Record extracts Block Start

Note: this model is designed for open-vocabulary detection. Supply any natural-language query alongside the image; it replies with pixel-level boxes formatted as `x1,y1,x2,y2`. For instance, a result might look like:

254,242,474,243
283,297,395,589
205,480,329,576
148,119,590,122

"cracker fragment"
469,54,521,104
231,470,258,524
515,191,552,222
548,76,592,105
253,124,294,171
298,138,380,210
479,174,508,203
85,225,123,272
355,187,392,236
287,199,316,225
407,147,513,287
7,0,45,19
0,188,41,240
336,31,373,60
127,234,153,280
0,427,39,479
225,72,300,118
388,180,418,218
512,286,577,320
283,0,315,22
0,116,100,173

Record extracts Block End

# Activity:
Write down every line of the data exactly as it appears above.

# Answer area:
Note: this model is designed for open-vocabulary detection. Supply any natural-language query alongside the image; it replies with pixel-level boxes formatted as `x1,y1,x2,y2`. For instance, a result might look like:

254,242,474,243
283,297,395,589
205,480,329,576
148,119,590,122

"cracker fragment"
469,54,521,104
231,470,258,524
515,191,552,222
548,76,592,105
253,124,294,171
298,138,380,210
479,174,508,203
85,225,123,272
355,187,392,236
287,199,316,225
407,147,513,287
7,0,45,19
0,188,41,240
336,31,373,60
127,234,153,280
0,427,39,479
225,72,300,118
388,180,418,218
512,286,577,320
283,0,315,22
0,116,100,173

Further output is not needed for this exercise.